**Stated exercise**
Please filter the data below and copy every line that contains the word "pants", matching case exactly.

[start of Record extracts]

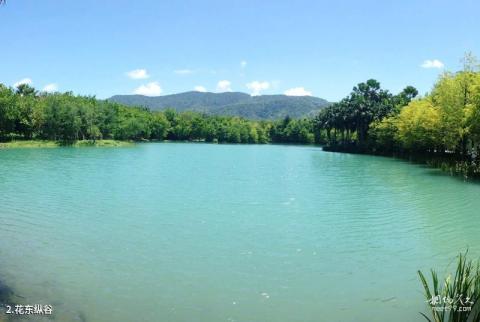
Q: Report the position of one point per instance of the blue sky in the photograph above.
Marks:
(322, 48)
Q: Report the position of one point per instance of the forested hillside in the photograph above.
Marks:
(264, 107)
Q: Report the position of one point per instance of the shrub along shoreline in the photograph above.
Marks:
(441, 128)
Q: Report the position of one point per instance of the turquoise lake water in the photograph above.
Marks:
(200, 232)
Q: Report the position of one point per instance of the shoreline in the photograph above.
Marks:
(445, 163)
(56, 144)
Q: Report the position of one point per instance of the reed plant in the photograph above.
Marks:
(457, 298)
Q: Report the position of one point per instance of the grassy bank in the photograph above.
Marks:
(54, 144)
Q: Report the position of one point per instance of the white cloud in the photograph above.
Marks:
(434, 63)
(224, 86)
(256, 87)
(26, 81)
(50, 88)
(150, 89)
(297, 91)
(138, 74)
(183, 71)
(200, 89)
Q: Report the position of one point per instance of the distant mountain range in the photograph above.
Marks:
(230, 103)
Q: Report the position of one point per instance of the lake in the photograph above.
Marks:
(204, 232)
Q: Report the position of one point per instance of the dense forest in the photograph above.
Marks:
(443, 126)
(26, 114)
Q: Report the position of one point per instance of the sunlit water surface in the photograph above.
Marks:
(198, 232)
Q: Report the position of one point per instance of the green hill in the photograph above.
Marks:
(230, 103)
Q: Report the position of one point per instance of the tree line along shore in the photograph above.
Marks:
(441, 127)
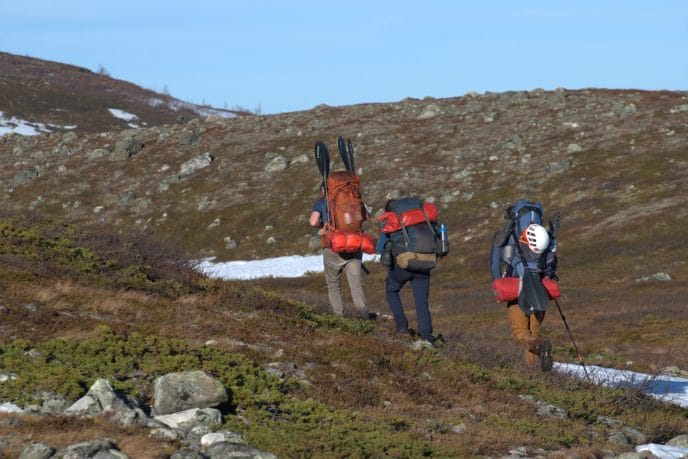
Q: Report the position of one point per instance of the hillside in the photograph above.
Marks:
(98, 221)
(56, 97)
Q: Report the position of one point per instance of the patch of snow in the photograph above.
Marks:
(21, 127)
(8, 407)
(202, 111)
(664, 451)
(155, 102)
(290, 266)
(122, 115)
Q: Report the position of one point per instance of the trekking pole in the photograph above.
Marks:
(575, 347)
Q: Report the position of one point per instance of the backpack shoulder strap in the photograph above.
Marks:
(501, 238)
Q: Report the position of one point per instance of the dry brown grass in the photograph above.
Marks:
(60, 432)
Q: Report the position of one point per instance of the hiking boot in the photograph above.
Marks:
(546, 362)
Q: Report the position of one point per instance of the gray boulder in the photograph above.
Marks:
(194, 165)
(227, 450)
(25, 176)
(187, 420)
(103, 448)
(175, 392)
(277, 164)
(102, 399)
(37, 451)
(679, 442)
(126, 145)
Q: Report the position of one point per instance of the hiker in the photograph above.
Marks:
(538, 247)
(335, 263)
(408, 247)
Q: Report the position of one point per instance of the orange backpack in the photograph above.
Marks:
(344, 233)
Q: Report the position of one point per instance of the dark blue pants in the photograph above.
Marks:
(420, 283)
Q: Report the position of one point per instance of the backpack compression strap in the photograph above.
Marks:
(525, 209)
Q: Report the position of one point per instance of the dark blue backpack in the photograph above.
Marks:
(414, 246)
(504, 255)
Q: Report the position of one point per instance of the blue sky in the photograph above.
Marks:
(284, 55)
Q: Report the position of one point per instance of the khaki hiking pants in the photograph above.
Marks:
(334, 264)
(525, 328)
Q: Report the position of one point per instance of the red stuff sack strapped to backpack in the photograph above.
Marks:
(346, 215)
(508, 288)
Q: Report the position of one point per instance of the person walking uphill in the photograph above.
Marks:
(523, 264)
(339, 213)
(409, 245)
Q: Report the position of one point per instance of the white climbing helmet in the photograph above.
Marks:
(535, 237)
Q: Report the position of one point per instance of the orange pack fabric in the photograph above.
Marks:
(391, 222)
(344, 201)
(507, 288)
(350, 242)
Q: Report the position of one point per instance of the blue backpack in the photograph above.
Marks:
(504, 256)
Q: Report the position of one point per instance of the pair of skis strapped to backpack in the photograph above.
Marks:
(345, 208)
(322, 156)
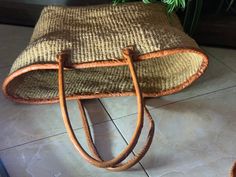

[end of Record extracts]

**Output of the task**
Q: Report the position of one point per instance of the dark blue pants in the photograph above.
Q: Report the position of one point per instance of the khaki hiking pants in the photograph above.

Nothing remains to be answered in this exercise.